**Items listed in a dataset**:
-*-

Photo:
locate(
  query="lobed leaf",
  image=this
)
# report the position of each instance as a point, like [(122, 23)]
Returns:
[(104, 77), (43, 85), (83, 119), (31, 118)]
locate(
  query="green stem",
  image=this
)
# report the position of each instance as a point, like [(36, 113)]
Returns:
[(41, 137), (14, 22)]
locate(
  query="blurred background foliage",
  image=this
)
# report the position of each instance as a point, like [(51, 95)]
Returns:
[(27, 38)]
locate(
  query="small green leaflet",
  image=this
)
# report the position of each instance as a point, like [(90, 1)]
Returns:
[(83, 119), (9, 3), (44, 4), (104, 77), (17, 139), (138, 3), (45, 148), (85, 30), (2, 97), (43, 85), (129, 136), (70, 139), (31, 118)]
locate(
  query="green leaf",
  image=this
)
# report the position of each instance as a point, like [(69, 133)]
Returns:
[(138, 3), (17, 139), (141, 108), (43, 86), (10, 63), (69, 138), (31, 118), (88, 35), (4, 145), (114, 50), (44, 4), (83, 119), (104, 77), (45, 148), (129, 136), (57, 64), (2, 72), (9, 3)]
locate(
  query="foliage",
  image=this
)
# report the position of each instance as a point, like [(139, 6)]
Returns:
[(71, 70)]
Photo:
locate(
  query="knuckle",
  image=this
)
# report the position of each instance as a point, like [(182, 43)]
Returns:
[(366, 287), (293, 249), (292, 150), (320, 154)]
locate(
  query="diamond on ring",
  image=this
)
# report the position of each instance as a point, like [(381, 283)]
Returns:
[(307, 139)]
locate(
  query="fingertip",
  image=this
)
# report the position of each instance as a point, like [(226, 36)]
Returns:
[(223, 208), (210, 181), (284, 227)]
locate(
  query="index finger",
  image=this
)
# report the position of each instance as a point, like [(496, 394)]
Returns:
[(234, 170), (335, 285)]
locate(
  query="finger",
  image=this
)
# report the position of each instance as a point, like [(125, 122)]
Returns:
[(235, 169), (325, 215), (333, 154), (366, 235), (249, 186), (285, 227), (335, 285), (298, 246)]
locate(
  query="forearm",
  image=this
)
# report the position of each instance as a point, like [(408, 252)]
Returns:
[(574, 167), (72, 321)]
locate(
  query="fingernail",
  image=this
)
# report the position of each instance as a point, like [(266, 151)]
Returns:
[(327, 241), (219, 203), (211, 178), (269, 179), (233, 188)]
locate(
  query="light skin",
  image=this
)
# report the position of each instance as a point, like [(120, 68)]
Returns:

-*-

Pick out every line of the entries above that contains the word "green".

**ANSWER IN FULL**:
  query="green stem",
  query="small green leaflet",
  query="green leaf",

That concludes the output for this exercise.